> Prompt: Do not copy the pictures; transcribe all other material exactly.

> Available records:
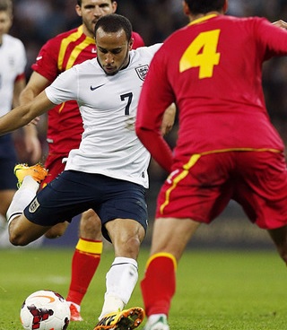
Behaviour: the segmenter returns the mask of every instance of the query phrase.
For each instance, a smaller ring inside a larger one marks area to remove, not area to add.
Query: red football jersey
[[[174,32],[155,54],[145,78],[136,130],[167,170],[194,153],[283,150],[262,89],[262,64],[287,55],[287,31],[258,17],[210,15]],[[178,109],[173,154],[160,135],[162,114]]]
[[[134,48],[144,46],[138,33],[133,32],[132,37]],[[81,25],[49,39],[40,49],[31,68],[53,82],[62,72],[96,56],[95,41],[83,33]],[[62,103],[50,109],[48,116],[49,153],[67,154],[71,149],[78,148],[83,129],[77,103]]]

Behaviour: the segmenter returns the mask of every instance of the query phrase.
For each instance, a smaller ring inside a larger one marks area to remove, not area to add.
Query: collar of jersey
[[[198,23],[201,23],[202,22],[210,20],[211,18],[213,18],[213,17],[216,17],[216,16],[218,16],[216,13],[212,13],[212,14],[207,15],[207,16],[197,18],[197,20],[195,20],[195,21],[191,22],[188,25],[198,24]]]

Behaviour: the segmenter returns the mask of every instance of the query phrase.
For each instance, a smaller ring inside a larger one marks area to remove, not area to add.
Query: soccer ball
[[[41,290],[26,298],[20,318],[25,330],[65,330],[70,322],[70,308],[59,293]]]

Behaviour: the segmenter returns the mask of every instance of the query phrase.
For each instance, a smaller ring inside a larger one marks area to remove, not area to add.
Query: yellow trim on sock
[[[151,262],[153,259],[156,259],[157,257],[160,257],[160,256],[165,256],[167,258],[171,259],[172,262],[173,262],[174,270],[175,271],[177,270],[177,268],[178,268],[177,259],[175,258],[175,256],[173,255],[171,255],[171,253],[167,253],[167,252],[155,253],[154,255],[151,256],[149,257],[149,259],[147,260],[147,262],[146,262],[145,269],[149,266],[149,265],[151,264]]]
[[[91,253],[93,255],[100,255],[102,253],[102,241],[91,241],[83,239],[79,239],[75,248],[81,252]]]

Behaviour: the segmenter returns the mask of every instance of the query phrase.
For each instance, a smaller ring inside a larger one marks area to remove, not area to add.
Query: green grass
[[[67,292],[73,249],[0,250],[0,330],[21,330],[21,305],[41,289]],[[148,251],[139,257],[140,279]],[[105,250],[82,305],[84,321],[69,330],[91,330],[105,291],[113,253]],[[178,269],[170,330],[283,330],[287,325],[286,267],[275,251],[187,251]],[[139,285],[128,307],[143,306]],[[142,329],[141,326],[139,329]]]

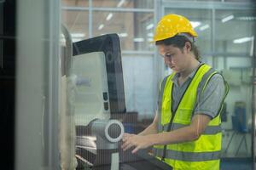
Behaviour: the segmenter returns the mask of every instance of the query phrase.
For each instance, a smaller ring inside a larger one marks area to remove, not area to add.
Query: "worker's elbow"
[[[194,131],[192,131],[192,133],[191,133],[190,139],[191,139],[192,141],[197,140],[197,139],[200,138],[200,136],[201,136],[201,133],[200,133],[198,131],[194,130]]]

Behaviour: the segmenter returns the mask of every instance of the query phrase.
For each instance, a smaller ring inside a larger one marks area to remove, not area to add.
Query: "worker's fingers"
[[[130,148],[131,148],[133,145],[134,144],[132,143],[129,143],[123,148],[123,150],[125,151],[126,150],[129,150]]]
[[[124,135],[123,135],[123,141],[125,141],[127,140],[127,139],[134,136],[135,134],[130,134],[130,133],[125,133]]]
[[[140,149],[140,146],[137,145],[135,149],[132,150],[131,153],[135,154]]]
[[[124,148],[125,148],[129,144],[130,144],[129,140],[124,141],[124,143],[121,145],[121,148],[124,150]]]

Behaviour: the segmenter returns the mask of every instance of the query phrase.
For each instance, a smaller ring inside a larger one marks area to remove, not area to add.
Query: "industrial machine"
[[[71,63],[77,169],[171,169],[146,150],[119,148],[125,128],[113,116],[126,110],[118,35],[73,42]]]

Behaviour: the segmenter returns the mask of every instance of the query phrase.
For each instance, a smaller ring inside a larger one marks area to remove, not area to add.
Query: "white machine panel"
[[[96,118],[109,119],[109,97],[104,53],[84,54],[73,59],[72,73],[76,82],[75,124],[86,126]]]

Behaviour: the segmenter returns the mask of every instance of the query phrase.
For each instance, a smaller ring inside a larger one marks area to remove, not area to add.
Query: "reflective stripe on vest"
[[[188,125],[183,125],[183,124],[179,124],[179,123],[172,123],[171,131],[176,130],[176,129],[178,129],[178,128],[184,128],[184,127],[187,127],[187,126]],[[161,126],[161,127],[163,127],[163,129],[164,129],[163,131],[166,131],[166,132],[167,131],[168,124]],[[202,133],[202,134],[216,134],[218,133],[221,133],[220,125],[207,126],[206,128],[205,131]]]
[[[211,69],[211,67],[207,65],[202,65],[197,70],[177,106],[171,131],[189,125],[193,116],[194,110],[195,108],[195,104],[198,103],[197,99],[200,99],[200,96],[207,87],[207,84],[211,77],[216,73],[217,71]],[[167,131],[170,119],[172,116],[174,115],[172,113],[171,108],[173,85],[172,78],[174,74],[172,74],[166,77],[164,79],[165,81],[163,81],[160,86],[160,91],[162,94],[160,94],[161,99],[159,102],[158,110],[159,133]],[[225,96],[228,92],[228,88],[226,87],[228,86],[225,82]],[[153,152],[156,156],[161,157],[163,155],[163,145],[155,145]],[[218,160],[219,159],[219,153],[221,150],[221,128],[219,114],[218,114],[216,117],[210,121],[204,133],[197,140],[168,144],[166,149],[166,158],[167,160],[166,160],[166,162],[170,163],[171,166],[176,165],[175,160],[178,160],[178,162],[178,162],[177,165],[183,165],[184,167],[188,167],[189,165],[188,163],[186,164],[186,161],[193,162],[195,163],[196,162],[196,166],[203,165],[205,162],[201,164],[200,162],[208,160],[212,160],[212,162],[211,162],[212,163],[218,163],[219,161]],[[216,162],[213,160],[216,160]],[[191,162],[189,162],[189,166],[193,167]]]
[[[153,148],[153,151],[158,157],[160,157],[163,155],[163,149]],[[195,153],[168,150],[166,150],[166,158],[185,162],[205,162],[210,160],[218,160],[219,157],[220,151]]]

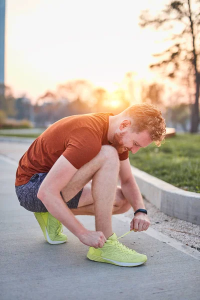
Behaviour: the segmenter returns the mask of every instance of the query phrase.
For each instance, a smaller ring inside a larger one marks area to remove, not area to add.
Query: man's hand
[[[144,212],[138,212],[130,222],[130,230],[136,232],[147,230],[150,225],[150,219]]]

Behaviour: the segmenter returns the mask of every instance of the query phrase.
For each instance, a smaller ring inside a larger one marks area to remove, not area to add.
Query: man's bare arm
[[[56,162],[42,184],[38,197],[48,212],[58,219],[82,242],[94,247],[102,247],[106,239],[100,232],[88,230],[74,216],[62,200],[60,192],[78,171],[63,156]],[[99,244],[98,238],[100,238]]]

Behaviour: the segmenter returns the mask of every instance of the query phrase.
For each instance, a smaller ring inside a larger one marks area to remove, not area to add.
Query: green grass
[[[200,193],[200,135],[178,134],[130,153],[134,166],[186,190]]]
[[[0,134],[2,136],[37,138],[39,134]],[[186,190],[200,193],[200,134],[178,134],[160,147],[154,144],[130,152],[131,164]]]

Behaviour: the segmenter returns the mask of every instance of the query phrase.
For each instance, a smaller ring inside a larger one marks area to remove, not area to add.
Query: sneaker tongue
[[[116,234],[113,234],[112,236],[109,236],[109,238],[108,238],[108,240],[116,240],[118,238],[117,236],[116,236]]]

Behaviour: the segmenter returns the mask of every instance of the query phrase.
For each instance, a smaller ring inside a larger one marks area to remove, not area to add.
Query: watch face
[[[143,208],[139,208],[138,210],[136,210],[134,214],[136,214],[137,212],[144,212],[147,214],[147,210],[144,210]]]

> Response to the task:
Behaviour: the segmenter returns the mask of every instance of the query phrase.
For each instance, a smaller ring inside a larger one marks area to remove, not area to add.
Query: red football jersey
[[[174,32],[155,54],[145,78],[136,130],[167,170],[194,153],[283,150],[262,89],[262,64],[287,55],[287,31],[258,17],[210,15]],[[178,109],[173,154],[160,135],[162,114]]]
[[[134,48],[144,46],[138,33],[133,32],[132,37]],[[81,25],[49,39],[40,49],[31,68],[53,82],[62,72],[96,56],[95,41],[83,33]],[[62,103],[50,109],[48,116],[49,153],[67,154],[71,149],[78,148],[83,129],[77,103]]]

Behaviour: the segmenter returns the mask of every instance of the query phrase.
For each instance, a smaller ring inside a larger one marks area to remove, not area to add.
Query: collar of jersey
[[[198,23],[201,23],[202,22],[210,20],[211,18],[213,18],[213,17],[216,17],[216,16],[218,16],[216,13],[212,13],[212,14],[207,15],[207,16],[197,18],[197,20],[195,20],[195,21],[191,22],[188,25],[198,24]]]

Behaviour: the segmenter returns the mask of every instance of the query phrase.
For each instance, a smaller ring inside a larger one marks area to remove, not area to add.
Query: soccer ball
[[[41,290],[26,298],[20,318],[25,330],[65,330],[70,322],[70,308],[59,293]]]

Behaviour: the segmenter returns the mask of every instance of the query phrase.
For each instance, a smaller ring inside a larger one marks area to remove, not area to add.
Query: yellow trim on sock
[[[151,262],[153,259],[156,259],[157,257],[160,257],[160,256],[165,256],[167,258],[171,259],[172,262],[173,262],[174,270],[175,271],[177,270],[177,268],[178,268],[177,259],[175,258],[175,256],[173,255],[171,255],[171,253],[167,253],[167,252],[155,253],[154,255],[151,256],[149,257],[149,259],[147,260],[147,262],[146,262],[145,269],[149,266],[149,265],[151,264]]]
[[[91,253],[93,255],[100,255],[102,253],[102,241],[91,241],[83,239],[79,239],[75,248],[81,252]]]

Behaviour: the segmenter returns the mask of every instance of the query phrase.
For each instance, a smaller ring inside a larger one marks area to remove, not area to add.
Query: green grass
[[[67,292],[73,249],[0,250],[0,330],[21,330],[21,305],[41,289]],[[148,251],[139,257],[140,279]],[[105,250],[82,305],[84,321],[69,330],[91,330],[105,291],[113,253]],[[178,269],[170,330],[283,330],[287,325],[286,267],[275,251],[187,251]],[[139,285],[128,307],[143,306]],[[142,329],[141,326],[139,329]]]

Behaviour: the segmenter returns the mask of every instance of the query phrase.
For each instance, a smaller ring inside a larger one marks area to remove, not area to add.
Query: "worker's elbow"
[[[194,131],[192,131],[192,133],[191,133],[190,139],[191,139],[192,141],[197,140],[197,139],[200,138],[200,136],[201,136],[201,133],[200,133],[198,131],[194,130]]]

Behaviour: the segmenter returns the mask of every instance of the query phrase.
For each instance, a smaller ring inside a larger one marks area to remove, not area to add.
Query: "worker's fingers"
[[[130,148],[131,148],[133,145],[134,144],[132,143],[129,143],[123,148],[123,150],[125,151],[126,150],[129,150]]]
[[[124,135],[123,135],[123,141],[125,141],[127,140],[127,139],[134,136],[135,134],[130,134],[130,133],[125,133]]]
[[[140,149],[140,146],[137,145],[135,149],[132,150],[131,153],[135,154]]]
[[[124,148],[125,148],[129,144],[130,144],[129,140],[124,141],[124,143],[121,145],[121,148],[124,150]]]

Behaviour: the segmenter returns the mask of every instance of the query phrase.
For each instance, a smaller ring inside a larger one marks area to remove, not area to add.
Query: "industrial machine"
[[[71,63],[77,169],[171,169],[146,150],[119,148],[125,128],[113,116],[126,110],[118,35],[73,42]]]

Behaviour: the segmenter returns the mask of every instance of the query phrase.
For each instance, a smaller ring inside a larger one marks area to remove, not area to add.
Query: "white machine panel"
[[[96,118],[109,119],[109,97],[104,53],[84,54],[73,59],[72,73],[76,82],[75,124],[86,126]]]

Behaviour: the segmenter returns the mask of every instance of the query phrase.
For each instance, a smaller ring inside a larger one marks area to remove, not area to add.
Query: "reflective stripe on vest"
[[[188,125],[183,125],[183,124],[179,124],[179,123],[172,123],[171,131],[176,130],[176,129],[178,129],[178,128],[184,128],[184,127],[187,127],[187,126]],[[161,126],[161,127],[163,127],[163,129],[164,129],[163,131],[166,131],[166,132],[167,131],[168,124]],[[202,133],[202,134],[216,134],[218,133],[221,133],[220,125],[207,126],[206,128],[205,131]]]
[[[211,69],[211,67],[207,65],[202,65],[197,70],[177,106],[171,131],[189,125],[193,116],[194,110],[195,108],[195,104],[198,103],[197,99],[200,99],[200,96],[207,87],[207,84],[211,77],[216,73],[217,71]],[[167,131],[170,119],[172,116],[174,115],[172,113],[171,108],[173,85],[172,78],[174,74],[172,74],[166,77],[164,79],[165,81],[163,81],[160,86],[160,91],[162,94],[160,94],[161,99],[159,102],[158,110],[159,133]],[[225,96],[228,92],[228,88],[226,87],[228,86],[225,82]],[[153,152],[156,156],[161,157],[163,155],[163,145],[155,145]],[[218,160],[219,159],[219,153],[221,150],[221,128],[219,114],[218,114],[216,117],[210,121],[204,133],[197,140],[168,144],[166,149],[166,158],[167,160],[166,160],[166,162],[170,163],[171,166],[176,165],[175,160],[178,160],[178,162],[178,162],[177,165],[183,165],[184,167],[188,167],[189,165],[188,163],[186,164],[186,161],[193,162],[195,163],[196,162],[196,166],[203,165],[205,162],[201,164],[200,162],[208,160],[212,160],[212,162],[211,162],[212,163],[218,163],[219,161]],[[216,162],[213,160],[216,160]],[[191,162],[189,162],[189,166],[193,167]]]
[[[153,148],[153,151],[158,157],[160,157],[163,155],[163,149]],[[195,153],[168,150],[166,150],[166,158],[185,162],[205,162],[210,160],[218,160],[219,157],[220,151]]]

Behaviour: the segmenter returns the mask of every instance of the query phrase.
For each instance, a smaller ring inside a larger one marks area to remove, not area to add.
Query: man's hand
[[[144,212],[138,212],[130,222],[130,230],[136,232],[147,230],[150,225],[150,219]]]

Behaviour: the segmenter returns the mask of every instance of the query phrase.
For each instance, a smaller ring inside a larger one marks area to remove, not area to add.
Query: man's bare arm
[[[56,162],[42,184],[38,197],[48,212],[58,219],[82,242],[94,247],[102,247],[106,239],[100,232],[88,230],[74,216],[62,200],[60,192],[78,171],[63,156]],[[99,244],[98,238],[100,238]]]

Behaviour: the segmenter returns the mask of every instance of the query phrase.
For each instance, a smaller ring inside a larger one marks area to remove, not area to add.
Query: green grass
[[[200,193],[200,135],[178,134],[130,153],[134,166],[186,190]]]
[[[0,134],[2,136],[37,138],[39,134]],[[186,190],[200,193],[200,134],[178,134],[160,147],[154,144],[130,152],[131,164]]]

Behaviour: the segmenter returns the mask of every instance of the query phrase.
For each instance, a smaller ring inside a larger one marks area to remove, not area to add.
Query: sneaker tongue
[[[116,234],[113,234],[112,236],[109,236],[109,238],[108,238],[108,240],[116,240],[118,238],[117,236],[116,236]]]

Behaviour: the segmenter returns the mask of every instance of the query phrase.
For each instance, a smaller ring inside a larger one marks area to remove, not area to add.
Query: watch face
[[[143,208],[139,208],[138,210],[136,210],[134,214],[136,214],[137,212],[144,212],[147,214],[147,210],[144,210]]]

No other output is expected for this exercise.